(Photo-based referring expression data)

###

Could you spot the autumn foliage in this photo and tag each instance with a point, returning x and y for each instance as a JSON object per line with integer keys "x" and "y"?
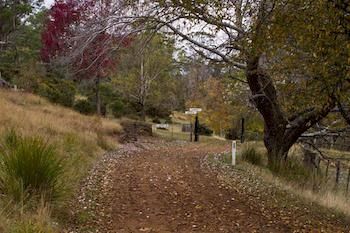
{"x": 66, "y": 36}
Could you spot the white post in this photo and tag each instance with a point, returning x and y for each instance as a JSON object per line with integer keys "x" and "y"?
{"x": 234, "y": 149}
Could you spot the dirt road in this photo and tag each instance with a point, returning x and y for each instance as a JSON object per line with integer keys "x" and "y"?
{"x": 169, "y": 190}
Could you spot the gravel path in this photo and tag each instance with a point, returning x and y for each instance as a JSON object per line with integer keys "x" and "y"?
{"x": 163, "y": 187}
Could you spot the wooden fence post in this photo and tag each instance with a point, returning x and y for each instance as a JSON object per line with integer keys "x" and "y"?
{"x": 348, "y": 180}
{"x": 337, "y": 175}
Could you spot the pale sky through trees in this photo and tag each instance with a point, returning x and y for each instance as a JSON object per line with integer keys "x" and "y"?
{"x": 48, "y": 3}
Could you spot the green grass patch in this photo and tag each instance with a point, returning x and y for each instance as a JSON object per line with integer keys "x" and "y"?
{"x": 251, "y": 155}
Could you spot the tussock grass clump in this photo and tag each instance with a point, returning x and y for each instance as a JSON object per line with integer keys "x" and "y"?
{"x": 251, "y": 155}
{"x": 29, "y": 167}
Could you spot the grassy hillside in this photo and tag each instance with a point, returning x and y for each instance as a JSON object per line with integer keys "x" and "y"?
{"x": 78, "y": 140}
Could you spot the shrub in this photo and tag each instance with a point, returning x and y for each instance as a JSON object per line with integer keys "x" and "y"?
{"x": 252, "y": 156}
{"x": 294, "y": 170}
{"x": 118, "y": 108}
{"x": 205, "y": 130}
{"x": 84, "y": 106}
{"x": 29, "y": 167}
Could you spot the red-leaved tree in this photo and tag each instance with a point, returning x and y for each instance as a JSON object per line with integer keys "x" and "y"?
{"x": 72, "y": 37}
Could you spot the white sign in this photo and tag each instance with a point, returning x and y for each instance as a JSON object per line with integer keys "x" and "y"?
{"x": 195, "y": 110}
{"x": 234, "y": 150}
{"x": 162, "y": 126}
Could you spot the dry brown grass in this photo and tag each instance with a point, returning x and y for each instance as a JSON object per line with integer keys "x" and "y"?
{"x": 79, "y": 139}
{"x": 32, "y": 115}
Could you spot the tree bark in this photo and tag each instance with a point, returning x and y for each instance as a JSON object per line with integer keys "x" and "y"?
{"x": 98, "y": 96}
{"x": 279, "y": 133}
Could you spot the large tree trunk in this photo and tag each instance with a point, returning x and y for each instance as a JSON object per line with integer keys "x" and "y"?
{"x": 280, "y": 132}
{"x": 98, "y": 96}
{"x": 264, "y": 97}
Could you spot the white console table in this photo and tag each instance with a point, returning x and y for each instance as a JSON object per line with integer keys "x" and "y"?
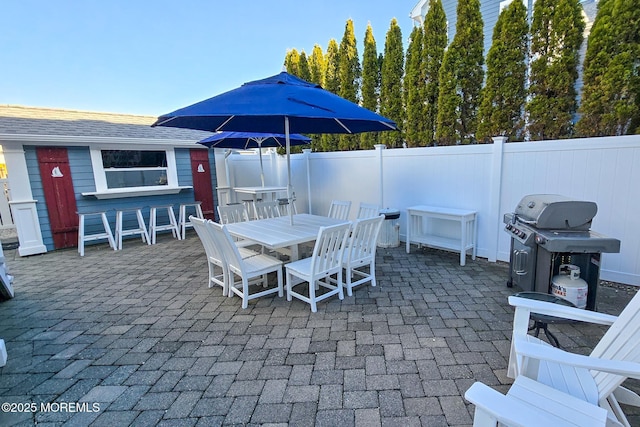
{"x": 420, "y": 231}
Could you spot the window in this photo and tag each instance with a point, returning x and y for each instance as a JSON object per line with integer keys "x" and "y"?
{"x": 126, "y": 169}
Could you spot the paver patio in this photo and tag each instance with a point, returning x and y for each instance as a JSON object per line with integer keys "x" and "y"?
{"x": 138, "y": 333}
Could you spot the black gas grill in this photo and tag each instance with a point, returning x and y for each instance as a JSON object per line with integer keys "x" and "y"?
{"x": 548, "y": 230}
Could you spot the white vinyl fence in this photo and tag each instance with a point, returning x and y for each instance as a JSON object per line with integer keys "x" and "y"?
{"x": 490, "y": 179}
{"x": 6, "y": 220}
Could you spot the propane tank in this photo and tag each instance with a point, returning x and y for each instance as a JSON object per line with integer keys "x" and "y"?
{"x": 568, "y": 285}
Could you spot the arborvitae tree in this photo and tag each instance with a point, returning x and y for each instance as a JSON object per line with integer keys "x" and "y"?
{"x": 303, "y": 67}
{"x": 292, "y": 62}
{"x": 391, "y": 105}
{"x": 329, "y": 142}
{"x": 556, "y": 36}
{"x": 435, "y": 43}
{"x": 501, "y": 109}
{"x": 349, "y": 66}
{"x": 370, "y": 84}
{"x": 317, "y": 65}
{"x": 611, "y": 91}
{"x": 414, "y": 81}
{"x": 461, "y": 77}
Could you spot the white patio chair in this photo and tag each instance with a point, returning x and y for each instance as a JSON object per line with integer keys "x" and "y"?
{"x": 232, "y": 213}
{"x": 339, "y": 209}
{"x": 366, "y": 210}
{"x": 530, "y": 403}
{"x": 318, "y": 269}
{"x": 214, "y": 254}
{"x": 361, "y": 253}
{"x": 266, "y": 210}
{"x": 596, "y": 378}
{"x": 247, "y": 269}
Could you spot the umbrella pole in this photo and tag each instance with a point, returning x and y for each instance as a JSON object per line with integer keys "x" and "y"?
{"x": 288, "y": 147}
{"x": 261, "y": 167}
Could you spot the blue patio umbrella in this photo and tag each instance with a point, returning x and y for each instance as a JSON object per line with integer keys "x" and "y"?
{"x": 279, "y": 104}
{"x": 246, "y": 140}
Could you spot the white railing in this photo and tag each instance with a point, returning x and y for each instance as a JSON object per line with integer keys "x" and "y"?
{"x": 6, "y": 220}
{"x": 490, "y": 179}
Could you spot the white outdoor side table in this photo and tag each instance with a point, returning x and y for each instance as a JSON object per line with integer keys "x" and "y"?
{"x": 421, "y": 231}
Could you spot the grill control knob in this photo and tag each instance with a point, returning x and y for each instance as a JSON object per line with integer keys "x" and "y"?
{"x": 540, "y": 240}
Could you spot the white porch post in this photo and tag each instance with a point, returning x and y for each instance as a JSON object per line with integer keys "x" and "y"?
{"x": 23, "y": 207}
{"x": 495, "y": 190}
{"x": 307, "y": 154}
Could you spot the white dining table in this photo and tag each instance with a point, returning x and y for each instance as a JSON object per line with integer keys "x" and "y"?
{"x": 278, "y": 233}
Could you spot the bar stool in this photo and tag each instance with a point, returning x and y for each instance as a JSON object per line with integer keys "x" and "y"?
{"x": 153, "y": 222}
{"x": 84, "y": 237}
{"x": 183, "y": 218}
{"x": 141, "y": 230}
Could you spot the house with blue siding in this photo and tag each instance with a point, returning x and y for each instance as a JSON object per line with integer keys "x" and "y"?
{"x": 61, "y": 162}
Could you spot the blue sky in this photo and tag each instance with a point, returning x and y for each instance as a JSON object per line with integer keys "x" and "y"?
{"x": 153, "y": 57}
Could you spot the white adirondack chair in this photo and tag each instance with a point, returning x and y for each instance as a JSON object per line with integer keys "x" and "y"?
{"x": 596, "y": 378}
{"x": 530, "y": 403}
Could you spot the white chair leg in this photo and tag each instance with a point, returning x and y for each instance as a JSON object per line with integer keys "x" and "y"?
{"x": 107, "y": 229}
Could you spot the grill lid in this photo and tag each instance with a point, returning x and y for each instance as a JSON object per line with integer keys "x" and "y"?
{"x": 553, "y": 211}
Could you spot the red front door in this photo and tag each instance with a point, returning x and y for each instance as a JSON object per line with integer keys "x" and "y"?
{"x": 59, "y": 195}
{"x": 202, "y": 189}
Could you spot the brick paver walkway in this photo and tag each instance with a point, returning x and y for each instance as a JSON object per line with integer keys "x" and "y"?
{"x": 135, "y": 337}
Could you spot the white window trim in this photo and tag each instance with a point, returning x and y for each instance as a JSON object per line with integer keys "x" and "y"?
{"x": 100, "y": 178}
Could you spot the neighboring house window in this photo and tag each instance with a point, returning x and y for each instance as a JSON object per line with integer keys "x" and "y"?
{"x": 115, "y": 169}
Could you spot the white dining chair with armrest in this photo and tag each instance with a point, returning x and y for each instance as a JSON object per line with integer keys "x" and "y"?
{"x": 268, "y": 209}
{"x": 596, "y": 378}
{"x": 320, "y": 267}
{"x": 215, "y": 260}
{"x": 232, "y": 213}
{"x": 247, "y": 269}
{"x": 339, "y": 209}
{"x": 359, "y": 260}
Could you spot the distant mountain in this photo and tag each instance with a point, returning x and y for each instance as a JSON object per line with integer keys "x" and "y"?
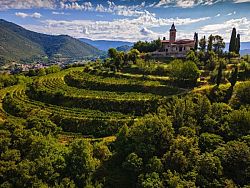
{"x": 243, "y": 45}
{"x": 245, "y": 52}
{"x": 244, "y": 48}
{"x": 124, "y": 48}
{"x": 106, "y": 44}
{"x": 18, "y": 43}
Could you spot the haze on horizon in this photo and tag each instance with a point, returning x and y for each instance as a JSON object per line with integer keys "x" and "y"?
{"x": 130, "y": 20}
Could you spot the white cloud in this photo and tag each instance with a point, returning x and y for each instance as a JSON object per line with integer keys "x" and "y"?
{"x": 26, "y": 4}
{"x": 231, "y": 13}
{"x": 146, "y": 32}
{"x": 123, "y": 10}
{"x": 185, "y": 3}
{"x": 25, "y": 15}
{"x": 59, "y": 13}
{"x": 119, "y": 29}
{"x": 241, "y": 1}
{"x": 224, "y": 29}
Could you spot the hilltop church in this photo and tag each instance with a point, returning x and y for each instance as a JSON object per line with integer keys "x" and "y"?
{"x": 173, "y": 47}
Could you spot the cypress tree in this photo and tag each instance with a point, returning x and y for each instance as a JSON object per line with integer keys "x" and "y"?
{"x": 219, "y": 76}
{"x": 232, "y": 45}
{"x": 203, "y": 44}
{"x": 210, "y": 43}
{"x": 238, "y": 44}
{"x": 234, "y": 77}
{"x": 196, "y": 40}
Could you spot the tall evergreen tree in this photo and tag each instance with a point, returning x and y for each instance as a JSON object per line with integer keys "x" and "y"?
{"x": 219, "y": 76}
{"x": 203, "y": 44}
{"x": 196, "y": 40}
{"x": 238, "y": 44}
{"x": 234, "y": 76}
{"x": 210, "y": 43}
{"x": 232, "y": 45}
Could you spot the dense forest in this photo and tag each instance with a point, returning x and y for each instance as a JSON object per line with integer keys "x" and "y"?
{"x": 130, "y": 121}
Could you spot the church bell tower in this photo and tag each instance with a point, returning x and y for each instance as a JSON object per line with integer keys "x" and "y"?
{"x": 172, "y": 34}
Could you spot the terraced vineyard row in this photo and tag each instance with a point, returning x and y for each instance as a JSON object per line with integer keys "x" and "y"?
{"x": 54, "y": 90}
{"x": 88, "y": 122}
{"x": 98, "y": 106}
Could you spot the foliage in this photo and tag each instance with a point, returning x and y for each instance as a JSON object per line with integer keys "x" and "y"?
{"x": 25, "y": 44}
{"x": 187, "y": 140}
{"x": 147, "y": 46}
{"x": 184, "y": 71}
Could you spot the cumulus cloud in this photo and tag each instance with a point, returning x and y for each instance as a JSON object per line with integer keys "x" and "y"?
{"x": 241, "y": 1}
{"x": 59, "y": 13}
{"x": 27, "y": 4}
{"x": 146, "y": 32}
{"x": 123, "y": 10}
{"x": 119, "y": 29}
{"x": 185, "y": 3}
{"x": 231, "y": 13}
{"x": 224, "y": 29}
{"x": 25, "y": 15}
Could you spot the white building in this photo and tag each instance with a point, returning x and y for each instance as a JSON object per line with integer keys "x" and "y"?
{"x": 173, "y": 47}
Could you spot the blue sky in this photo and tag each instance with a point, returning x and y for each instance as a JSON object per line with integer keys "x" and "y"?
{"x": 130, "y": 20}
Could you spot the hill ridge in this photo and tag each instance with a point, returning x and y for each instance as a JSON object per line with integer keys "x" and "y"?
{"x": 39, "y": 44}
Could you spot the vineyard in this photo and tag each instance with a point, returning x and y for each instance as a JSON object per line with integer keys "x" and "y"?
{"x": 86, "y": 103}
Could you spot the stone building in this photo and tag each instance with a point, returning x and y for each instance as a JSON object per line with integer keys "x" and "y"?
{"x": 173, "y": 47}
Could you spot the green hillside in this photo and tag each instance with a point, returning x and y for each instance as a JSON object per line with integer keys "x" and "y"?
{"x": 18, "y": 43}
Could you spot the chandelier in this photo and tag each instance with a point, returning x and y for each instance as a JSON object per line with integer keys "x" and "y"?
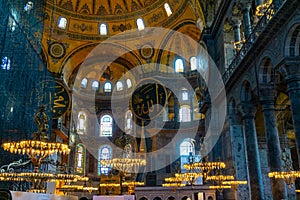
{"x": 37, "y": 150}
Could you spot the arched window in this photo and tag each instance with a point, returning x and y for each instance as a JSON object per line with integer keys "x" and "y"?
{"x": 80, "y": 159}
{"x": 187, "y": 148}
{"x": 184, "y": 114}
{"x": 81, "y": 123}
{"x": 128, "y": 82}
{"x": 5, "y": 63}
{"x": 140, "y": 24}
{"x": 107, "y": 87}
{"x": 120, "y": 86}
{"x": 179, "y": 65}
{"x": 28, "y": 6}
{"x": 193, "y": 62}
{"x": 128, "y": 121}
{"x": 83, "y": 83}
{"x": 103, "y": 29}
{"x": 105, "y": 153}
{"x": 184, "y": 94}
{"x": 168, "y": 9}
{"x": 95, "y": 85}
{"x": 106, "y": 126}
{"x": 62, "y": 23}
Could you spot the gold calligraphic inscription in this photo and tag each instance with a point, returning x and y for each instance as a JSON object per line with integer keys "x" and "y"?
{"x": 61, "y": 100}
{"x": 149, "y": 99}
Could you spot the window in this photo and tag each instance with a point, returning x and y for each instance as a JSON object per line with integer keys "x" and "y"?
{"x": 106, "y": 126}
{"x": 168, "y": 9}
{"x": 83, "y": 83}
{"x": 187, "y": 148}
{"x": 179, "y": 65}
{"x": 107, "y": 87}
{"x": 28, "y": 6}
{"x": 103, "y": 29}
{"x": 95, "y": 85}
{"x": 184, "y": 114}
{"x": 184, "y": 95}
{"x": 128, "y": 82}
{"x": 193, "y": 62}
{"x": 80, "y": 158}
{"x": 140, "y": 24}
{"x": 120, "y": 86}
{"x": 105, "y": 153}
{"x": 62, "y": 23}
{"x": 81, "y": 123}
{"x": 5, "y": 63}
{"x": 128, "y": 121}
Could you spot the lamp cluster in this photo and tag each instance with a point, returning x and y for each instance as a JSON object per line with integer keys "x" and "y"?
{"x": 36, "y": 148}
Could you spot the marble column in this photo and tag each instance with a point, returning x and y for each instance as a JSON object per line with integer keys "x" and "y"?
{"x": 239, "y": 156}
{"x": 256, "y": 183}
{"x": 236, "y": 23}
{"x": 291, "y": 70}
{"x": 277, "y": 4}
{"x": 176, "y": 109}
{"x": 267, "y": 99}
{"x": 246, "y": 19}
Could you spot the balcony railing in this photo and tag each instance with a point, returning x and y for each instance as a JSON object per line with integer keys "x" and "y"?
{"x": 248, "y": 44}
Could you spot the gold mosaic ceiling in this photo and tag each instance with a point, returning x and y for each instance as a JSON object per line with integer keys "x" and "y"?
{"x": 106, "y": 7}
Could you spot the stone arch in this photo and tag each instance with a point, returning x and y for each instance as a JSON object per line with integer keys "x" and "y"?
{"x": 266, "y": 71}
{"x": 292, "y": 42}
{"x": 170, "y": 198}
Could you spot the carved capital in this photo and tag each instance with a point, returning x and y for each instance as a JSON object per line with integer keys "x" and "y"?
{"x": 247, "y": 109}
{"x": 290, "y": 67}
{"x": 267, "y": 96}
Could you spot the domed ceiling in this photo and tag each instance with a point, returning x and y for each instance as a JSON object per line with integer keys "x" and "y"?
{"x": 108, "y": 7}
{"x": 66, "y": 49}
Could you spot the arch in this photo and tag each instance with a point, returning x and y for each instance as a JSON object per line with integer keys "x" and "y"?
{"x": 232, "y": 106}
{"x": 103, "y": 29}
{"x": 83, "y": 83}
{"x": 246, "y": 94}
{"x": 95, "y": 85}
{"x": 104, "y": 153}
{"x": 178, "y": 65}
{"x": 266, "y": 72}
{"x": 81, "y": 122}
{"x": 292, "y": 42}
{"x": 80, "y": 158}
{"x": 62, "y": 23}
{"x": 107, "y": 87}
{"x": 140, "y": 24}
{"x": 106, "y": 123}
{"x": 171, "y": 198}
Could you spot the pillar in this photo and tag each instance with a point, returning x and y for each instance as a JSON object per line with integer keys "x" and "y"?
{"x": 255, "y": 175}
{"x": 236, "y": 23}
{"x": 239, "y": 156}
{"x": 176, "y": 109}
{"x": 273, "y": 144}
{"x": 246, "y": 19}
{"x": 291, "y": 70}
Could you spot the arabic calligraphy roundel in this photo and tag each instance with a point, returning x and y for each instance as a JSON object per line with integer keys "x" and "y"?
{"x": 148, "y": 99}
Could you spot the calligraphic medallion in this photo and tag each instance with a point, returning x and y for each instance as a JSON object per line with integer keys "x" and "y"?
{"x": 148, "y": 99}
{"x": 61, "y": 100}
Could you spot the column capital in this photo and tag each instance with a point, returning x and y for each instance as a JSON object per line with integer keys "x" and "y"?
{"x": 236, "y": 21}
{"x": 247, "y": 109}
{"x": 267, "y": 97}
{"x": 245, "y": 6}
{"x": 290, "y": 67}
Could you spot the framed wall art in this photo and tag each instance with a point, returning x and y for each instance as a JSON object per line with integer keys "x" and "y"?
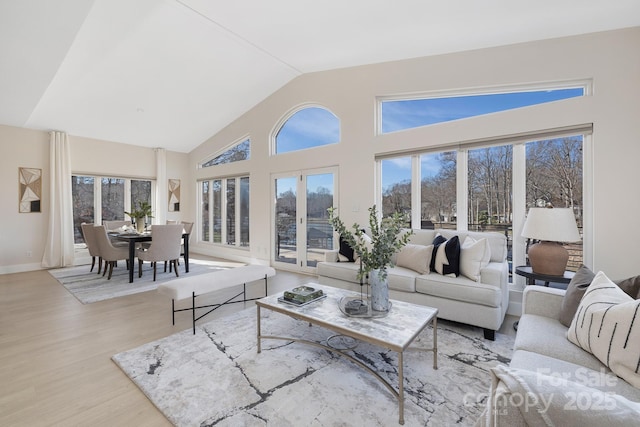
{"x": 30, "y": 189}
{"x": 174, "y": 195}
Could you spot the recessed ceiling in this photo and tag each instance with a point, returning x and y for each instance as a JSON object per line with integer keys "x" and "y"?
{"x": 172, "y": 73}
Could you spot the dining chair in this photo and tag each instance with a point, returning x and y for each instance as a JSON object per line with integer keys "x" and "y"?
{"x": 114, "y": 225}
{"x": 187, "y": 228}
{"x": 166, "y": 241}
{"x": 110, "y": 254}
{"x": 89, "y": 237}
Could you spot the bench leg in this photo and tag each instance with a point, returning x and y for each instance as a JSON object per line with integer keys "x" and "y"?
{"x": 193, "y": 311}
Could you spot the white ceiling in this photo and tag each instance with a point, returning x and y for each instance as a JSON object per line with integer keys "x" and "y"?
{"x": 172, "y": 73}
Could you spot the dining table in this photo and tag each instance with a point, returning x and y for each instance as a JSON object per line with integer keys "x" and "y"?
{"x": 134, "y": 238}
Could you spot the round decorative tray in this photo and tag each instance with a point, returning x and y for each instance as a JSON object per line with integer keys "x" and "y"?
{"x": 359, "y": 307}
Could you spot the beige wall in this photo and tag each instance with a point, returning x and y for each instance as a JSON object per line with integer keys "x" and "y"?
{"x": 611, "y": 60}
{"x": 22, "y": 233}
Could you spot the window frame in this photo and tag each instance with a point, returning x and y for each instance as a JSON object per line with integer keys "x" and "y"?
{"x": 97, "y": 195}
{"x": 242, "y": 140}
{"x": 518, "y": 183}
{"x": 224, "y": 240}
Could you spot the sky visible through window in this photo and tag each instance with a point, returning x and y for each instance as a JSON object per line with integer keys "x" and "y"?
{"x": 307, "y": 128}
{"x": 406, "y": 114}
{"x": 410, "y": 113}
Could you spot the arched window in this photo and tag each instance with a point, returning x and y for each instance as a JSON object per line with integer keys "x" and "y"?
{"x": 307, "y": 128}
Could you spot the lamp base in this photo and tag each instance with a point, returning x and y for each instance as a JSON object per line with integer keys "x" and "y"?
{"x": 548, "y": 258}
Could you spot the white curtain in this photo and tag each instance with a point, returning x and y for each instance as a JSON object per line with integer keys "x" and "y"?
{"x": 59, "y": 249}
{"x": 162, "y": 187}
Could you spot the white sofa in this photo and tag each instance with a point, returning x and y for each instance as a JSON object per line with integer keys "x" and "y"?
{"x": 480, "y": 303}
{"x": 566, "y": 384}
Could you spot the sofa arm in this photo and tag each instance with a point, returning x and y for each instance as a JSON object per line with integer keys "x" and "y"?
{"x": 331, "y": 256}
{"x": 542, "y": 301}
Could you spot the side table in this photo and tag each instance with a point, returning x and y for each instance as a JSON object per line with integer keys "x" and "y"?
{"x": 527, "y": 271}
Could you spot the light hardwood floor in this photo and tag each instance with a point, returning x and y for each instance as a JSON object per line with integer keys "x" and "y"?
{"x": 55, "y": 352}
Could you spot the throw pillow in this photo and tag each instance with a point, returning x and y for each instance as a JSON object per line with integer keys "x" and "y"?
{"x": 579, "y": 284}
{"x": 437, "y": 241}
{"x": 346, "y": 251}
{"x": 415, "y": 257}
{"x": 447, "y": 259}
{"x": 474, "y": 256}
{"x": 575, "y": 290}
{"x": 607, "y": 325}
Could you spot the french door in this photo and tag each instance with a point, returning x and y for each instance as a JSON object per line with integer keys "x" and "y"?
{"x": 301, "y": 230}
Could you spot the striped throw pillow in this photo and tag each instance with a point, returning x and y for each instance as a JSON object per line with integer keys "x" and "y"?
{"x": 607, "y": 325}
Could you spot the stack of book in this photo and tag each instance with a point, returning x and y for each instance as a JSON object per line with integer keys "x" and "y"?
{"x": 302, "y": 295}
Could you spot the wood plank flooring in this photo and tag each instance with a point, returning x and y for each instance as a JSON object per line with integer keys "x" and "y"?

###

(TO DO) All lines starting at the one holding "Could you spot the french" and ending at the last line above must be output exactly, and no other line may appear.

(YOUR RESPONSE)
Could you spot the french door in this photo and tag each instance with a point, returning x and y for each instance as a JSON object per line with integer keys "x" and "y"?
{"x": 301, "y": 230}
Could you spot the striped throw pillow in this photo and tag each instance with a point, returning x and y for each instance as a JSON object per line with integer keys "x" and "y"?
{"x": 607, "y": 325}
Could you spot the stack of book in this photo and tag each instance with a point, returning x and y for each instance as a JSON object per line with integer keys "x" and "y"?
{"x": 302, "y": 295}
Could you spot the wood plank flooring in this photo and tag each instance with a point, returning x and y for each instance as a JSON object per line with integer keys "x" and "y"?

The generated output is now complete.